(EXTRACT begins)

At the same time, SMCC’s new Construction Institute offers a series of courses focused on specific skills that are in high demand. Participants in the first group of trainees were unemployed or underemployed Mainers whose tuition was covered by a grant from the college system’s Maine Quality Centers. Their entry into the industry will help ease a severe shortage of skilled construction workers.

York County Community College offers seven different semester start times to better accommodate work and family commitments, speed time to completion of a degree or certificate, and respond to employer needs. For those who work in the hospitality industry, the college now offers culinary, hospitality and management courses that start in late October, after the tourism season winds down.

CMCC and Eastern Maine Community College are leading the college system’s effort to develop industry recognized badges, or micro-credentials, that will allow individuals to gain sets of skills that are in high demand by employers. Once earned, these badges can be combined for academic credit.

Northern Maine Community College has launched a water treatment technology program that is designed to address the growing need for qualified water and wastewater treatment plant operators in communities across Maine.

And this fall, a new Commercial Drivers License Training Center at EMCC will serve students and trainees at EMCC and eventually at CMCC, Kennebec Valley Community College and Washington County Community College. The center will help ensure that businesses across Maine have the drivers they need to deliver their goods.

Each of these innovative programs has been designed in partnership with local employers to address specific workforce needs, and each seeks to provide more Maine people with affordable access to the skills and education they need to build a more prosperous future.

On their own, these initiatives will not solve all of Maine’s workforce challenges, but I am sleeping a little easier knowing they are underway and that the state’s community colleges are on the job.

(EXTRACT ends)

PROMPT A -
Quote the passage on Maine's community colleges from "And this fall, a" to "more prosperous future.".
PROMPT B -
According to the passage on Maine's community colleges, why does York County Community College start its culinary, hospitality and management courses in late October?
PROMPT C -
In the passage on Maine's community colleges, what paid the tuition of the first group of Construction Institute trainees?
These items have no connection to the passage on Maine's community colleges.

(DATA EXTRACTS begins)

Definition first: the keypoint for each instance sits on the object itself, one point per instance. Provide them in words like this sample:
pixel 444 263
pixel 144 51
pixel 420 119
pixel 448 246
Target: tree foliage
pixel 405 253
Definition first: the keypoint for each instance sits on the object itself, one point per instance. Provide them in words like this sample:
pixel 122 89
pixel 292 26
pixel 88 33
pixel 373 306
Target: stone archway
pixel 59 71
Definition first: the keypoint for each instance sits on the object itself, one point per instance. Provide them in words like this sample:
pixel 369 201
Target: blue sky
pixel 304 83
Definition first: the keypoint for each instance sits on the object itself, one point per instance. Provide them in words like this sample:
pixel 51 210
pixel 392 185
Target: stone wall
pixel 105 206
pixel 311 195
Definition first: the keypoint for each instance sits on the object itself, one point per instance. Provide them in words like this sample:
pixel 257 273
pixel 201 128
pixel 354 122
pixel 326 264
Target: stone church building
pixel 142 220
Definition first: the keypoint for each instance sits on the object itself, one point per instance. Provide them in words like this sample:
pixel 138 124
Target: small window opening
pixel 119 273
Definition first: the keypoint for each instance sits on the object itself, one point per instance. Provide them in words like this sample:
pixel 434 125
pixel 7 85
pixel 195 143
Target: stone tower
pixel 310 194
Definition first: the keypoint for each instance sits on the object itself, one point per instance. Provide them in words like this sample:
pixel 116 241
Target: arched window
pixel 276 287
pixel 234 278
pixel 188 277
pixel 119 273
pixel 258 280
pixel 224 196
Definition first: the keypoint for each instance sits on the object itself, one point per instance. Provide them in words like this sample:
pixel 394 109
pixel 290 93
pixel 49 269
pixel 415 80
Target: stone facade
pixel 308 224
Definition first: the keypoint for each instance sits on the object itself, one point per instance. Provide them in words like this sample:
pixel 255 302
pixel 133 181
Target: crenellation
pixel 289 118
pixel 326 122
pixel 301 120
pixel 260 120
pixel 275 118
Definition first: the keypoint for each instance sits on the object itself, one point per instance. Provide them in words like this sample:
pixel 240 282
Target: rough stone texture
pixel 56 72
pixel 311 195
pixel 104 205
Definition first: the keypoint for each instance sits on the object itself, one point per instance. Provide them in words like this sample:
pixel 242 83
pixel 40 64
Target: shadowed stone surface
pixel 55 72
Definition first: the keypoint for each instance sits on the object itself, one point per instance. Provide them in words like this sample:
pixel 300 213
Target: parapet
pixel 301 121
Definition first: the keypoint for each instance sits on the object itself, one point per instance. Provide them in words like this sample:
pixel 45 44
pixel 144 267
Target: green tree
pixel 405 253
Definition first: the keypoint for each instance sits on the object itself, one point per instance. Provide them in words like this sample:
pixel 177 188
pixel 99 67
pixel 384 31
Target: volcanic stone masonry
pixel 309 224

(DATA EXTRACTS ends)

PROBLEM SOLUTION A -
And this fall, a new Commercial Drivers License Training Center at EMCC will serve students and trainees at EMCC and eventually at CMCC, Kennebec Valley Community College and Washington County Community College. The center will help ensure that businesses across Maine have the drivers they need to deliver their goods.

Each of these innovative programs has been designed in partnership with local employers to address specific workforce needs, and each seeks to provide more Maine people with affordable access to the skills and education they need to build a more prosperous future.

PROBLEM SOLUTION B -
The courses start after the tourism season winds down, so people who work in the hospitality industry can take them.

PROBLEM SOLUTION C -
A grant from the college system's Maine Quality Centers.